+++ Data extract +++

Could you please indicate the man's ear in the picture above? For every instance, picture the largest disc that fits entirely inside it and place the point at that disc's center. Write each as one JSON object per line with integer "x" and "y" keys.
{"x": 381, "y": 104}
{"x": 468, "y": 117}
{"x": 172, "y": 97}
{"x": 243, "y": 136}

+++

Task details:
Your answer should consist of every entry, repeated exactly.

Your solution:
Could you please indicate the man's ear in the picture above? For every instance, picture the largest disc that fits entirely inside it and place the point at that disc's center. Write each as one JSON object per line with integer "x" and "y" keys.
{"x": 381, "y": 104}
{"x": 468, "y": 117}
{"x": 172, "y": 97}
{"x": 243, "y": 136}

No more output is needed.